과제 세부 사항:
아래 기록에서 "leaf"라는 단어가 들어 있는 줄을 빠짐없이 찾아 그대로 보고하십시오.

제시된 기록:
━━━━━━━━
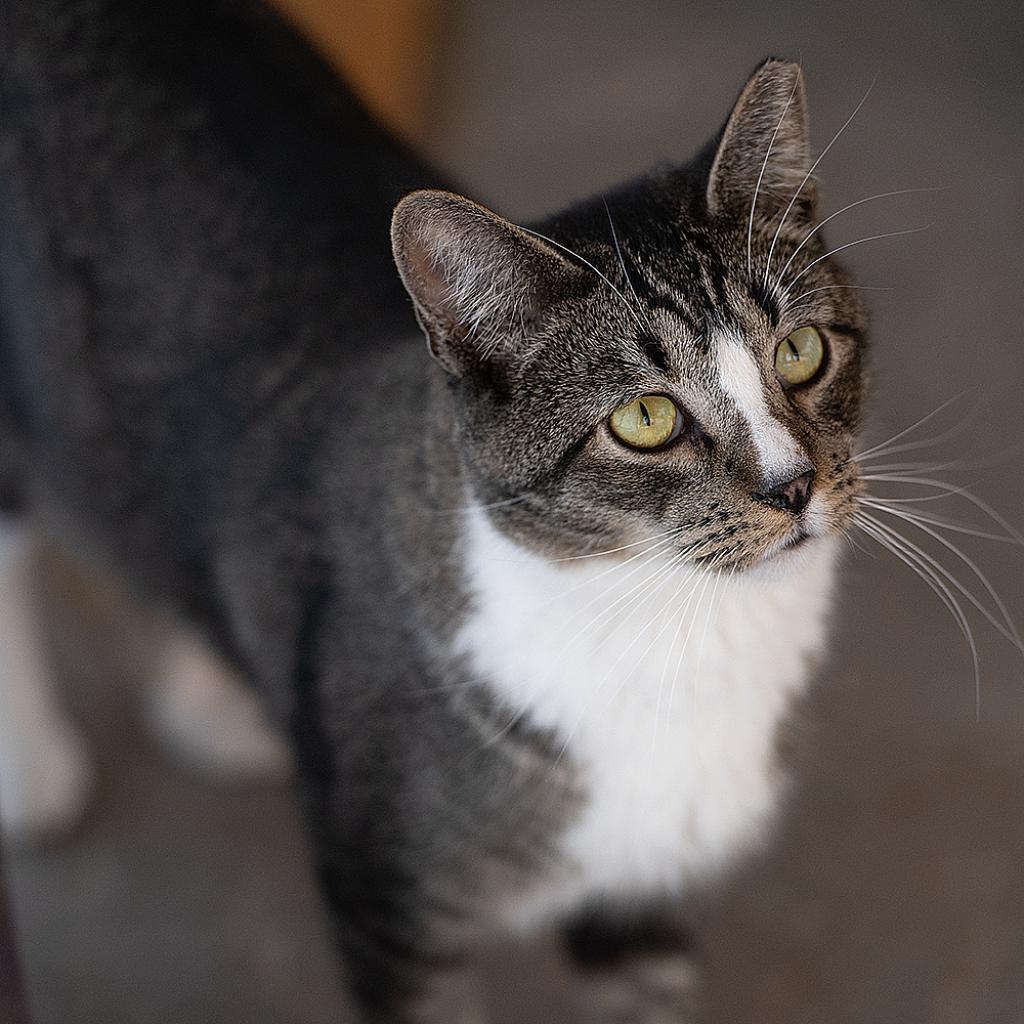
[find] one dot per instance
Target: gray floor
━━━━━━━━
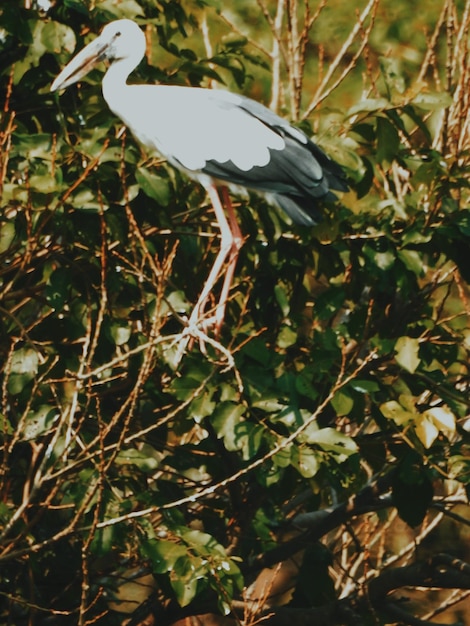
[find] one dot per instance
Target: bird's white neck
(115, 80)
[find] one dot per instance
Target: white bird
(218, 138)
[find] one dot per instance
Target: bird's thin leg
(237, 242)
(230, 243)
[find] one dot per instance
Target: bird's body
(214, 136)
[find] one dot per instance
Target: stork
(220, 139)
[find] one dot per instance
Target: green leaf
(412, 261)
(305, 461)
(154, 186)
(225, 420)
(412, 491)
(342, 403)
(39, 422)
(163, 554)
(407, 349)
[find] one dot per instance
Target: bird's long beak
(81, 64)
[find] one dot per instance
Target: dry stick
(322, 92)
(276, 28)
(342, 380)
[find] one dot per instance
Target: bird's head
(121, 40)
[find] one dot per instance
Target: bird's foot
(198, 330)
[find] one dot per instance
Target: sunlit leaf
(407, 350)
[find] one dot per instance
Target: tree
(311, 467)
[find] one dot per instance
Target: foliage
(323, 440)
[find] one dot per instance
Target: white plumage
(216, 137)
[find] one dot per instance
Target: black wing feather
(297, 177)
━━━━━━━━
최종 결과:
Target: green leaf
Target: sunlit leaf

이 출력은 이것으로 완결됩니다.